Consegna dell'esercizio: Riprendi il brano sul documentario dedicato ai migranti al confine tra Marocco e Spagna e proseguilo dopo la sua ultima frase.

Il documentario racconta cronologicamente i fatti, con dettagli che già si conoscevano e altri del tutto nuovi. In alcuni video, si vede la gendarmeria marocchina che lancia verso i migranti gas lacrimogeni, fumogeni e pietre quando tentano di scavalcare la barriera di confine. Mentre si arrampicano, la recinzione crolla per il peso eccessivo facendo cadere anche alcuni migranti. Chi riesce a passare si è ritrovato intrappolato, insieme a centinaia di persone, in una zona di passaggio che viene chiamata “terra di nessuno”. La gendarmeria marocchina continua ad attaccarli e a picchiarli con i manganelli. “Ci trattavano come animali”, ha dichiarato Mo, uno dei sopravvissuti. “Non gli importava che il sangue stesse uscendo dalla testa, dalla bocca o da tutto il corpo”.

La Bbc inoltre ha affermato che in un video verificato ma non pubblicato per la crudezza delle immagini, ci sono corpi agonizzanti, sanguinanti e altri immobili. Secondo le testimonianze raccolte, i servizi medici di emergenza sono arrivati ore dopo l’accaduto. Più di 400 migranti che erano riusciti a raggiungere il territorio spagnolo sono stati immediatamente rispediti indietro. Le autorità marocchine avrebbero contribuito a respingerli, picchiandoli davanti allo sguardo indifferente degli agenti spagnoli.

Il ministro dell’Interno spagnolo, Fernando Grande-Marlaska, dopo la tragedia aveva definito “proporzionata” la risposta dello Stato spagnolo a fronte dell’arrivo di 1.700 persone che volevano superare la frontiera. Secondo Marlaska, la zona in cui si trovavano i migranti, e dove la maggior parte delle vittime ha perso la vita presumibilmente per asfissia o per la violenza subita, era una “terra di nessuno”. Tuttavia, il documentario contraddice la sua versione e dimostra che parte dei corpi senza vita si trovavano in una zona controllata dalla Spagna, come hanno confermato gli stessi agenti della Guardia Civil. Secondo l’emittente, in uno dei video si vede la gendarmeria marocchina trascinare alcuni dei cadaveri dal lato spagnolo a quello marocchino. Il ministro dell’Interno ha sempre negato che ci siano stati morti in territorio spagnolo.

Voci archiviate:

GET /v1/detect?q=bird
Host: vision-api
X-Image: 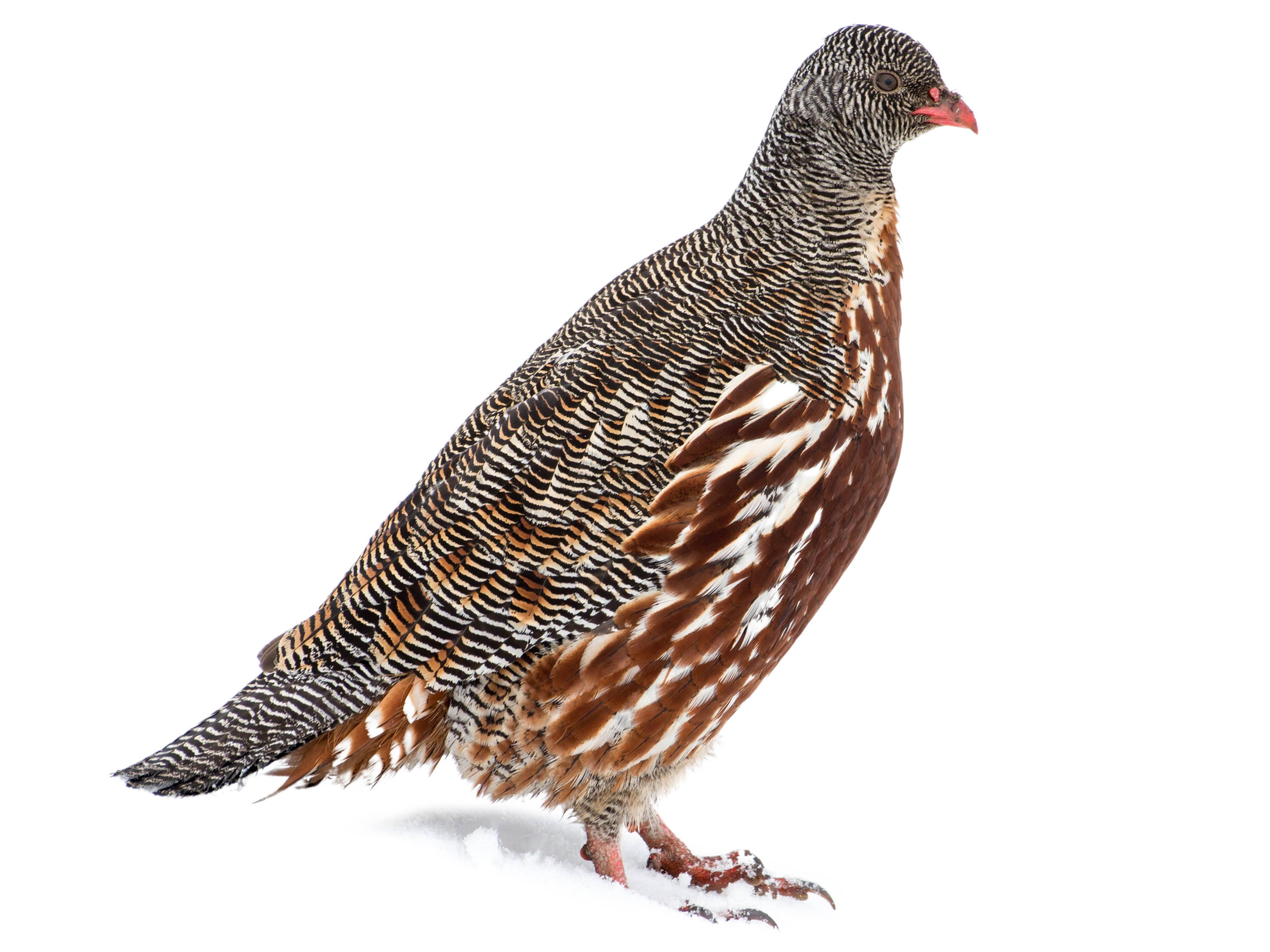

[117,25,978,922]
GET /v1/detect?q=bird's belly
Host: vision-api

[449,375,900,803]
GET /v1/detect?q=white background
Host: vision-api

[0,0,1270,952]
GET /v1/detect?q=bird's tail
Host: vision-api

[116,665,391,796]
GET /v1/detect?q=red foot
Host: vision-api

[582,826,626,886]
[638,816,837,918]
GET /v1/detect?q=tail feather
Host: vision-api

[269,674,449,796]
[116,665,392,796]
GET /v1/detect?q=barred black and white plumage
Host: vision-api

[121,27,975,924]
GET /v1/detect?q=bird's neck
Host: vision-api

[721,112,895,283]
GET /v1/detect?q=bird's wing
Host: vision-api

[262,327,737,684]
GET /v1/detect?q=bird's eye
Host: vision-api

[874,70,899,93]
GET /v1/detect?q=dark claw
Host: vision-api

[719,909,781,929]
[679,903,780,929]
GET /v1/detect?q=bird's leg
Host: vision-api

[582,824,626,886]
[635,814,837,909]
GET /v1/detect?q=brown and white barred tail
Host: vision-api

[116,665,391,796]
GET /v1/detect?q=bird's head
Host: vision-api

[782,25,979,161]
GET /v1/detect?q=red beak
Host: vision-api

[913,93,979,136]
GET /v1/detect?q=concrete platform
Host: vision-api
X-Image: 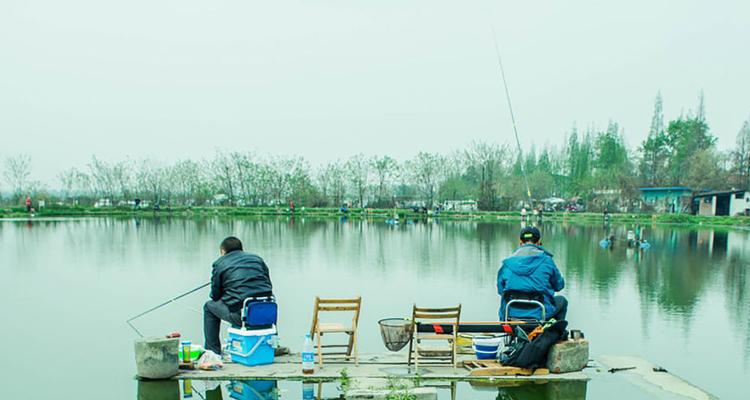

[173,353,590,382]
[167,353,716,400]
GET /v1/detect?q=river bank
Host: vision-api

[0,206,750,227]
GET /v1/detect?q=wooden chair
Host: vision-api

[408,304,461,371]
[310,297,362,365]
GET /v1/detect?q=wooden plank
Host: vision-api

[318,298,361,304]
[318,305,359,311]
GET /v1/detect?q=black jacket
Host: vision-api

[211,251,273,312]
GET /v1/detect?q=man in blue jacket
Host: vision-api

[203,236,273,354]
[497,226,568,321]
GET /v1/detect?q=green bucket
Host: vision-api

[177,344,206,361]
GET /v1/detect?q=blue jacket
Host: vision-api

[497,244,565,321]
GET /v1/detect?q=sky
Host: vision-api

[0,0,750,182]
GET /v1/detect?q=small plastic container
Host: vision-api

[180,340,193,364]
[227,328,276,366]
[474,336,503,360]
[227,381,279,400]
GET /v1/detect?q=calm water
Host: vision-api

[0,218,750,399]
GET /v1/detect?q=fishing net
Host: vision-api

[378,318,412,351]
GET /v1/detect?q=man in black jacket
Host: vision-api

[203,236,273,354]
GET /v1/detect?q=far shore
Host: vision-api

[0,206,750,228]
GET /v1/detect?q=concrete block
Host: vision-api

[547,339,589,374]
[138,380,180,400]
[134,338,180,379]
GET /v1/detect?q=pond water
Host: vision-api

[0,218,750,399]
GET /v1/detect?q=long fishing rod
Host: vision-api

[490,26,532,206]
[125,282,211,337]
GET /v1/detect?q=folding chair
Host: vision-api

[310,297,362,366]
[408,304,461,371]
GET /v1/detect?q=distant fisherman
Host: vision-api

[497,226,568,320]
[203,236,273,354]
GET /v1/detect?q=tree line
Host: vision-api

[0,94,750,210]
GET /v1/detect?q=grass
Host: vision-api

[0,205,750,227]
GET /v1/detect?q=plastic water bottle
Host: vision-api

[302,333,315,375]
[302,381,315,400]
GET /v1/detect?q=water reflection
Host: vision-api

[137,379,280,400]
[496,381,586,400]
[138,381,180,400]
[0,216,750,398]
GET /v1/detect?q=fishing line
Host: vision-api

[125,282,211,337]
[490,25,531,206]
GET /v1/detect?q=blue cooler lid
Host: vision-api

[227,327,276,336]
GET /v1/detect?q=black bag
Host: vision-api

[500,321,568,368]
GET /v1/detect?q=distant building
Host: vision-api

[638,186,693,214]
[694,190,750,216]
[443,200,477,212]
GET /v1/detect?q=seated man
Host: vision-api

[203,236,272,354]
[497,226,568,321]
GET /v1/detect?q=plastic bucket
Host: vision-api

[473,336,503,360]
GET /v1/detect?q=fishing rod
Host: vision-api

[125,282,211,337]
[490,26,532,206]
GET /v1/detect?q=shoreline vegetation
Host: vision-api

[0,206,750,228]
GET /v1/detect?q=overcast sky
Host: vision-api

[0,0,750,182]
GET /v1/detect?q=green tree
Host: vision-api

[667,116,716,185]
[638,93,669,186]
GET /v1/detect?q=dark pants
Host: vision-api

[203,300,242,354]
[551,296,568,321]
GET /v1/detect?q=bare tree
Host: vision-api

[466,142,510,210]
[732,118,750,189]
[372,156,399,206]
[210,152,236,205]
[345,154,370,207]
[318,161,346,207]
[3,154,31,200]
[405,152,445,207]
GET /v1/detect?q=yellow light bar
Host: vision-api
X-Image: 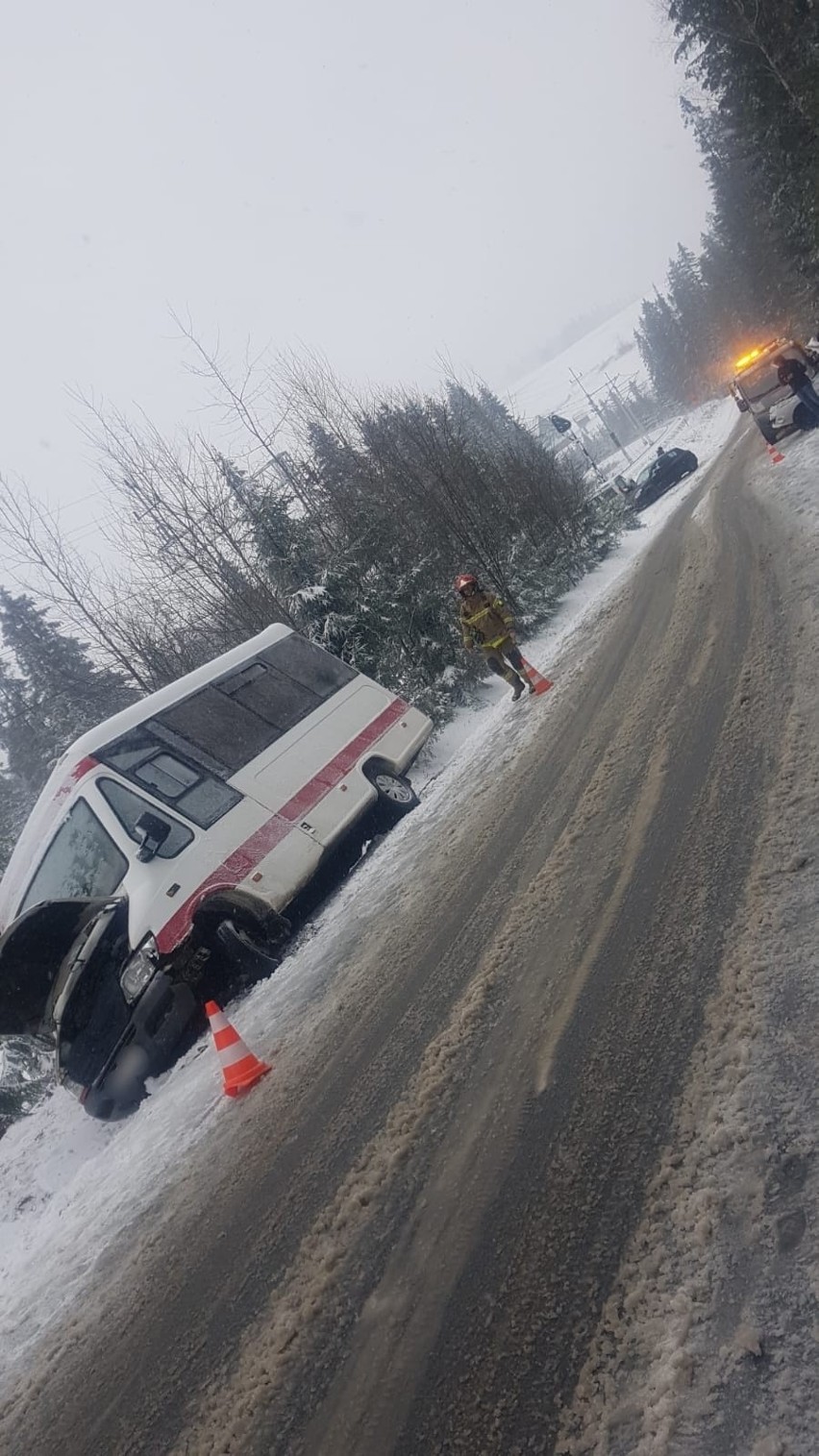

Soluzione dell'esercizio:
Nonostante la violenza della gendarmeria marocchina, l’assembramento che si stava verificando al valico di frontiera e le condizioni in cui si trovavano i migranti, la Guardia Civil spagnola non è intervenuta. Al contrario, gli agenti spagnoli avrebbero sparato pallottole di gomma contro i migranti che stavano scendendo la barriera di Melilla. Inoltre, spiega Bbc, il giorno della tragedia gli agenti disponevano delle immagini filmate da un drone, da un elicottero e delle telecamere puntate costantemente sulla recinzione di confine, che trasmettono le immagini su degli schermi giganti nel centro di controllo di Melilla. Le stesse immagini si possono vedere anche nella sede della Guardia Civil di Madrid. Allo stesso modo, gli agenti hanno confermato ai giornalisti della Bbc di venire allertati tramite sensori in caso qualcuno tocchi la barriera. Questo dimostrerebbe che le autorità spagnole erano a conoscenza di ciò che stava accadendo quel 24 giugno.

A seguito della pubblicazione del documentario, il ministro dell’Interno ha dichiarato di essere deluso dalla Bbc, che avanza “accuse così gravi senza apportare nessuna prova”. I principali gruppi parlamentari, tra cui PP, Ciudadanos, Más País e Bildu hanno chiesto al governo e a Marlaska delle spiegazioni su quanto trapelato nel documentario. In particolare, Jaume Asens, portavoce del gruppo parlamentare di Unidas Podemos, ha affermato in un’intervista che il ministro dell’Interno “non si sta comportando come un ministro progressista”. “Il massacro di Melilla è una vergogna e il ministero dell’Interno ha violato la legge. Marlaska deve rettificare e il PSOE deve smetterla di bloccare, con Vox e PP, l’inchiesta sulla vicenda nel Congresso. Esigiamo verità e giustizia”, ha scritto sul suo profilo Twitter.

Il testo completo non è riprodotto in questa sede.